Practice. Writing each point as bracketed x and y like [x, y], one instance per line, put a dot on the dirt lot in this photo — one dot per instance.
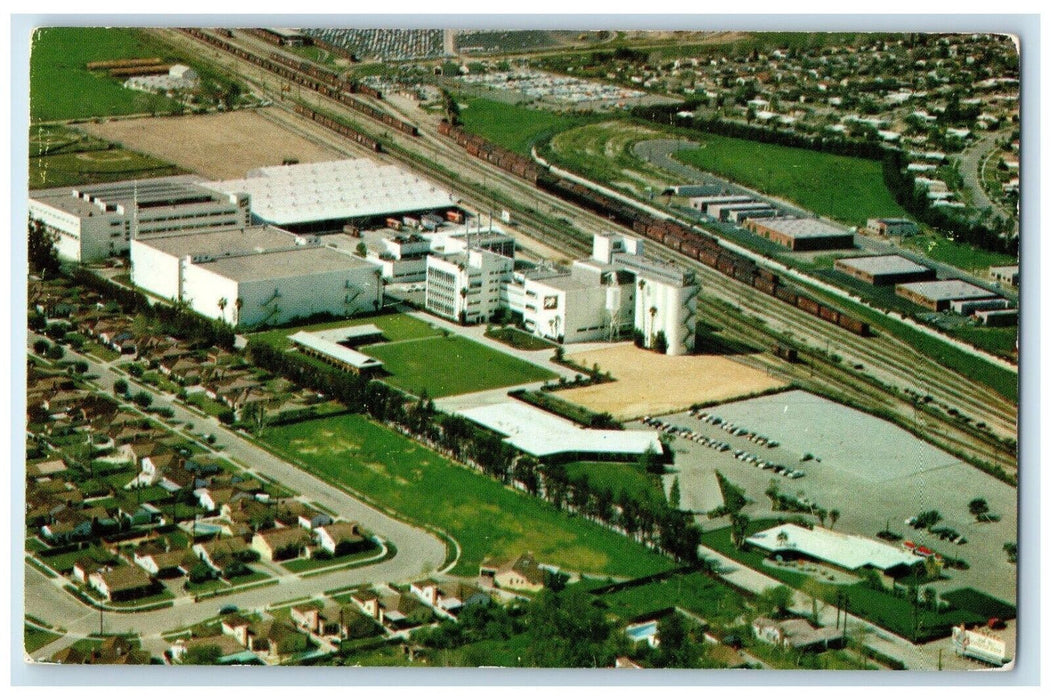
[221, 146]
[652, 384]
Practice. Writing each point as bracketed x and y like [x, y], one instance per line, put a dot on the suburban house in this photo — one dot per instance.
[520, 574]
[222, 552]
[339, 538]
[281, 543]
[122, 582]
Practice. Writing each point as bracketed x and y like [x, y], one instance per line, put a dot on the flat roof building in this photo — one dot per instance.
[256, 275]
[884, 269]
[848, 552]
[938, 295]
[93, 222]
[326, 197]
[801, 233]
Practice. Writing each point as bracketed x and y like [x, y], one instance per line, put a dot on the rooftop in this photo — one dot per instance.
[846, 551]
[272, 265]
[223, 242]
[334, 350]
[803, 228]
[947, 290]
[882, 265]
[335, 190]
[540, 433]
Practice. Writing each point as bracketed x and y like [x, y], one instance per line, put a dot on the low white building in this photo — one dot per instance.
[255, 276]
[94, 222]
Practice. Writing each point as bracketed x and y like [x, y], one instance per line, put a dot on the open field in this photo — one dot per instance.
[847, 189]
[60, 156]
[653, 384]
[219, 146]
[483, 516]
[62, 87]
[453, 365]
[514, 127]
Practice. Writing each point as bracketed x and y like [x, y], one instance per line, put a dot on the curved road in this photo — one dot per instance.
[418, 552]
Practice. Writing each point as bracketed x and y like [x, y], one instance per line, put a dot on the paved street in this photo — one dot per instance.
[418, 552]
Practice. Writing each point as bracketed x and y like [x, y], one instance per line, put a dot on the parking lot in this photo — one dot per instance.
[873, 473]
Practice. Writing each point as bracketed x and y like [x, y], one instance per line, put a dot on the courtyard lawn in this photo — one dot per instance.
[844, 188]
[618, 476]
[62, 87]
[450, 366]
[485, 517]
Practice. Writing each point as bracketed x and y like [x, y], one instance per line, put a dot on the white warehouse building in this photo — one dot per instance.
[467, 287]
[254, 276]
[94, 222]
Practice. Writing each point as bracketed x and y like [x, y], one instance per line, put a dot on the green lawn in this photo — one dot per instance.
[514, 127]
[38, 638]
[963, 255]
[847, 189]
[61, 86]
[485, 517]
[453, 365]
[620, 476]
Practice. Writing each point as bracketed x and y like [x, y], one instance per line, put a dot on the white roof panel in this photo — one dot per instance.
[540, 433]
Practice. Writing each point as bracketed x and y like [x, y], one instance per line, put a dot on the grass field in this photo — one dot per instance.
[881, 608]
[959, 254]
[450, 366]
[620, 476]
[485, 517]
[37, 638]
[514, 127]
[60, 156]
[62, 87]
[847, 189]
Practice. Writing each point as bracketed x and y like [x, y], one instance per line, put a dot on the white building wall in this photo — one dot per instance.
[663, 307]
[156, 271]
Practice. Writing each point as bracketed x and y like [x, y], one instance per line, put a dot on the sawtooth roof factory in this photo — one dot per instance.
[327, 197]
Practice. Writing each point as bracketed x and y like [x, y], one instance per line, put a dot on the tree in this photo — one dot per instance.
[980, 509]
[738, 529]
[42, 253]
[675, 496]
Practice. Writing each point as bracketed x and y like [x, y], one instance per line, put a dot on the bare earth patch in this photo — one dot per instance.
[648, 384]
[221, 146]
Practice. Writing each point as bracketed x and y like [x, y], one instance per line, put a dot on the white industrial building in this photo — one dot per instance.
[326, 197]
[467, 286]
[253, 276]
[94, 222]
[614, 293]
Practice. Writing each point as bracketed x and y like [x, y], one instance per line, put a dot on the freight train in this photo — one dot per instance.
[701, 247]
[314, 78]
[339, 127]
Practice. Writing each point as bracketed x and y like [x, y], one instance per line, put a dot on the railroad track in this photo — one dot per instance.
[889, 356]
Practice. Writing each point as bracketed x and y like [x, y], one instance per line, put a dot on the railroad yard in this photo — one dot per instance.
[790, 400]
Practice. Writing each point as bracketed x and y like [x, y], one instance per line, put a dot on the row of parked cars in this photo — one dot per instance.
[733, 429]
[725, 447]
§ §
→ REQUIREMENT
Rescale the records from the line with "the white building" through the end of the records. Write out every line in that span, including the lines that ask for dots, and multiply each coordinate in the answers by 1.2, rounding to whole numbers with halves going up.

→ RESPONSE FOR THIS EXERCISE
Practice. Writing each point as bracketed x and y like [x, y], one instance per line, put a dot on the white building wall in this photo — one dot per instance.
[796, 368]
[187, 325]
Practice. Writing each point as bracketed x and y like [x, y], one instance per line, put a dot on the sawtooth roof factory in this photo — one dot per instance.
[392, 236]
Practice. Writing each point as bracketed x and y like [x, y], one instance per line, put a dot on the tree in this photo — one dot per instance.
[1176, 611]
[886, 635]
[50, 304]
[810, 595]
Practice. Writing each point as bracketed x and y like [x, y], one instance per line, put a dot on the bare earth patch in this photo — one dot per instance.
[778, 461]
[265, 175]
Practice. Writing each point as bracketed x and y like [x, y], one instance per line, put a dot on the white industrial building in this photo — one dot per instance.
[391, 236]
[560, 343]
[304, 331]
[113, 266]
[737, 352]
Practice. Writing each point as bracketed x and y like [x, y], one instance per line, put a dot on the freight train in this photo — one dot per instance.
[841, 296]
[377, 94]
[407, 152]
Practice. Writing each point as bracketed x and y like [x, y], one instance per line, put a dot on the railroad track in this photo — one dot per instance.
[1067, 427]
Practice. Writing each point as bracketed x and y like [x, y], one instance per line, put a dot on the railroad yard in this photo — one dot per instance.
[948, 480]
Practice. Writing each point as bracketed x and y like [x, y], one instance per line, put a dot on the row of parked cars in this photo — one dot per instance.
[880, 515]
[870, 536]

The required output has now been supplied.